(Object pointing dataset rows)
○ ○ ○ ○
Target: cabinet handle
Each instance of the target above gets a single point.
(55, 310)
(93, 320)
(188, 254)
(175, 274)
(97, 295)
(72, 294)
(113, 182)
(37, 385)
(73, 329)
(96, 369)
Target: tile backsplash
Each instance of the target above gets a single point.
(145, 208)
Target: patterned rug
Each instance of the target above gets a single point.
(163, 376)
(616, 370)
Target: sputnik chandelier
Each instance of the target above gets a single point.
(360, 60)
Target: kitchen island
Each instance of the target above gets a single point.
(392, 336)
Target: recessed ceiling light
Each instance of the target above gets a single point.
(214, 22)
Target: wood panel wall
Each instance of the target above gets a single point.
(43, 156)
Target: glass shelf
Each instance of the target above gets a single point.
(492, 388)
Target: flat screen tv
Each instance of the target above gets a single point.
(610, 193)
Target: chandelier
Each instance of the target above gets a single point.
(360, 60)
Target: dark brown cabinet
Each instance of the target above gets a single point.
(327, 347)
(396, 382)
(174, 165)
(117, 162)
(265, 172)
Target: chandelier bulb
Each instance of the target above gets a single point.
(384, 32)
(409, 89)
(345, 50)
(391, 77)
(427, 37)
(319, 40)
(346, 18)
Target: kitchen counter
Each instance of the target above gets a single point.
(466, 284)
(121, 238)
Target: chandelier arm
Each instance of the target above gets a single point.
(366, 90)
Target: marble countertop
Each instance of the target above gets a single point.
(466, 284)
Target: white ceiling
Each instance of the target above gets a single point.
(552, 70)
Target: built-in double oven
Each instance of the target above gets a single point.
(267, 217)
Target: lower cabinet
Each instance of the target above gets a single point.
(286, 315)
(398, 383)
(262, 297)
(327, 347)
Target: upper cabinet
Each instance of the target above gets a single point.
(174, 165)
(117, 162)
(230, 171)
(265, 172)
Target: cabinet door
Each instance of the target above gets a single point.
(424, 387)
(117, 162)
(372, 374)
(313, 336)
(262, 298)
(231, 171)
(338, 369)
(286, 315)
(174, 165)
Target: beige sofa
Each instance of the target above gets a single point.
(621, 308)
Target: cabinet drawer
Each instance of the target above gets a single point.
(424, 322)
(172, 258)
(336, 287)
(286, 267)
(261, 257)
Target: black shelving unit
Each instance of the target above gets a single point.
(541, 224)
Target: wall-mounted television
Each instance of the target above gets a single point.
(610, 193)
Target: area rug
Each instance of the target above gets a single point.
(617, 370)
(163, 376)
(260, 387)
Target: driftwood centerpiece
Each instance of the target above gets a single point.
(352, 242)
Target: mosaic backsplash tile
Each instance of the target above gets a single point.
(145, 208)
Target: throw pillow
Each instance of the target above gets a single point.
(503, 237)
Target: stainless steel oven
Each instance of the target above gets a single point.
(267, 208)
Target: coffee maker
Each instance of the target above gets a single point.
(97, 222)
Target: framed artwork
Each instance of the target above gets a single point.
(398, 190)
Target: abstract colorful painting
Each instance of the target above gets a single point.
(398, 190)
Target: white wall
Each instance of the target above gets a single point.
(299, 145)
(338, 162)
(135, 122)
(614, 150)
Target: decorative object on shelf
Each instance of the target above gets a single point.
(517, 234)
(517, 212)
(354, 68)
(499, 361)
○ ○ ○ ○
§ **What to work on**: Repeat all the entries word for word.

§ **Result for this task**:
Target: cabinet handle
Each instance of the target above gets a single point.
(55, 310)
(93, 320)
(188, 254)
(175, 274)
(97, 295)
(72, 294)
(113, 182)
(37, 385)
(73, 329)
(96, 369)
Target: tile backsplash
Each instance of the target above gets a single point.
(145, 208)
Target: patterned rug
Each instance of the target above gets a single point.
(163, 376)
(616, 370)
Target: sputnik chandelier
Each instance of the target above gets a single point.
(360, 60)
Target: kitchen island
Each instance of the target above gets a single point.
(392, 336)
Target: recessed ceiling light
Each instance of the target above gets a single point.
(214, 22)
Target: wood panel wall
Each instance of the target above gets a single point.
(43, 156)
Target: glass shelf
Each instance of the target above gets a single point.
(492, 388)
Target: flat screen tv
Each instance of the target above gets a single point.
(610, 193)
Target: chandelier
Each instance of the target above gets a single point.
(360, 60)
Target: dark brown cabinet
Each instance of the target above gets a single point.
(327, 347)
(396, 382)
(174, 165)
(117, 162)
(265, 172)
Target: chandelier bulb
Each instance of the target above gets a single point.
(384, 32)
(409, 89)
(345, 50)
(391, 77)
(427, 37)
(319, 40)
(346, 18)
Target: kitchen counter
Each instance of the target above gets a single point.
(466, 284)
(121, 238)
Target: chandelier arm
Each instance of the target above gets a single point.
(366, 90)
Target: marble countertop
Each instance of the target above gets a single point.
(466, 284)
Target: white ceiling
Each instance of the target above gets a single point.
(552, 70)
Target: built-in double oven
Each instance of the target above gets a single point.
(267, 217)
Target: lower cabinet
Each instance of the target above gets a single point.
(286, 315)
(398, 383)
(262, 297)
(327, 347)
Target: upper cabinet
Each instance of the target above gets a single point.
(174, 165)
(117, 162)
(230, 171)
(265, 172)
Target: cabinet door
Each instance of the target above gets a single point.
(424, 387)
(117, 162)
(372, 374)
(313, 336)
(262, 298)
(231, 171)
(338, 369)
(286, 315)
(174, 165)
Target: beige sofa
Each instance of the target above gets a single point.
(621, 308)
Target: cabinet drawer
Each instance of the target above gets a single point.
(424, 322)
(172, 258)
(336, 287)
(286, 267)
(261, 257)
Target: black shelving unit
Each instance of the target above gets a single point.
(541, 224)
Target: wall-mounted television
Each instance of the target above gets a single point.
(610, 193)
Target: area rug
Each instance of the target above gets a single point.
(617, 370)
(163, 376)
(260, 387)
Target: driftwood centerpiece
Each instance of the target above gets a single point.
(352, 242)
Target: mosaic backsplash tile
Each instance of the target above gets a single point.
(145, 208)
Target: throw pillow
Each instance of the target above gets a single point.
(503, 237)
Target: stainless steel oven
Each instance of the target above gets a single point.
(267, 208)
Target: coffee maker
Each instance of the target above gets a single point.
(97, 222)
Target: framed artwork
Each instance of the target above gets a single point.
(398, 190)
Target: abstract colorful painting
Each instance of the target above gets a single point.
(398, 190)
Target: white wall
Each instance of the target above gets a single point.
(299, 145)
(338, 162)
(135, 122)
(614, 150)
Target: decorative object on shelf
Each instance of the target above gets a single point.
(517, 234)
(517, 212)
(354, 68)
(499, 361)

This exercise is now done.